Passage for review START

- Shelter Afrique said this week Kingspride Properties, the project developer, did not comply with the lender’s financing standards.
- The suspension of financing has left the project’s completion in limbo, and homebuyers who had committed deposits in off-plan purchase agreements staring at losses.
Pan-African housing financier Shelter Afrique has halted a Sh550 million loan to a Nairobi-based developer for a 240-apartment residential development in Ruaka, Kiambu County, leaving home buyers fretting over the future of the project.
Shelter Afrique said this week Kingspride Properties, the project developer, did not comply with the lender’s financing standards.
The suspension of financing has left the project’s completion in limbo, and homebuyers who had committed deposits in off-plan purchase agreements staring at losses.
“Shelter-Afrique as a responsible lender only grants loans under very stringent terms and conditions and if any of such conditions are not satisfactorily addressed or met, loans are denied,” said Shelter Afrique in response to the Business Daily queries.
“This is in line with the international lending standards that we strictly adhere to as an institution.”
The planned development, dubbed Glenwood Gardens, features a mix of two and three-bedroom units with the cost of the units starting from Sh5.5 million. It was initially due for completion in July 2017, having broken ground in early 2016.
Kingspride Properties chairman and chief executive David Karau linked the project’s delay to the cancellation of the debt financing deal.
“We got a challenge with Shelter Afrique, but we have identified and agreed with another financier and are in the process of formalising the same,” he told the Business Daily, without divulging additional details of the new financier.
Shelter Afrique had said the project would support affordable housing plans in the partnership with Kings Pride totalling Sh2.6 billion in projects in Ruaka and Kiambu for 440 units.
Among these projects was the Glenwood Gardens project, which was to account for 240 units.
The property market has, however, been struggling in the past few years due to difficulties by developers in disposing of new units amid an oversupply of both commercial and residential spaces.
These struggles have been worsened in the past year by the Covid-19 pandemic, which has caused job losses, loan defaults and reduced income, thus bringing lower demand in the property sale market.

Passage for review END
Data START

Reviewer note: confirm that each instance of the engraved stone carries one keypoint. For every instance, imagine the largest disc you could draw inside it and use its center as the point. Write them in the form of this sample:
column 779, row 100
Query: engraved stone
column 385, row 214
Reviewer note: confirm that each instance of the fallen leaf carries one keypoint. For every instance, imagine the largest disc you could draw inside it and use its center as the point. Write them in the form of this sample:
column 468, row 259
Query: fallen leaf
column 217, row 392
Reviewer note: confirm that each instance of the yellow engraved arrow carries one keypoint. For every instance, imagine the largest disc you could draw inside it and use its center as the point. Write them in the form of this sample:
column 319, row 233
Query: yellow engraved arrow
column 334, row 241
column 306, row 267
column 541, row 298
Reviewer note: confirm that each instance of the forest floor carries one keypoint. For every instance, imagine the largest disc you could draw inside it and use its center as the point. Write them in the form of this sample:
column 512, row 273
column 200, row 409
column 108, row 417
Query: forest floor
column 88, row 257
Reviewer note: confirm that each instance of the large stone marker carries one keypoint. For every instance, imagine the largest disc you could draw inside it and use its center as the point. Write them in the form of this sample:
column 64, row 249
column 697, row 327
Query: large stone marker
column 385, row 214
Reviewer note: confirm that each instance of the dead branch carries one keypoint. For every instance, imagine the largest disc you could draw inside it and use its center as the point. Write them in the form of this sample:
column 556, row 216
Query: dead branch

Data END

For each statement, say yes or no to whether it agrees with the article on the Ruaka housing loan, and quote the words of the article that settle it.
1. Shelter Afrique halted a loan of Sh550 million to the developer.
2. The Glenwood Gardens project was to account for 440 units.
3. David Karau named the new financier to the Business Daily.
The listing is unrelated to the article on the Ruaka housing loan and stands as separate material.

1. Yes: "has halted a Sh550 million loan to a Nairobi-based developer"
2. No: "the Glenwood Gardens project, which was to account for 240 units"
3. No: "without divulging additional details of the new financier"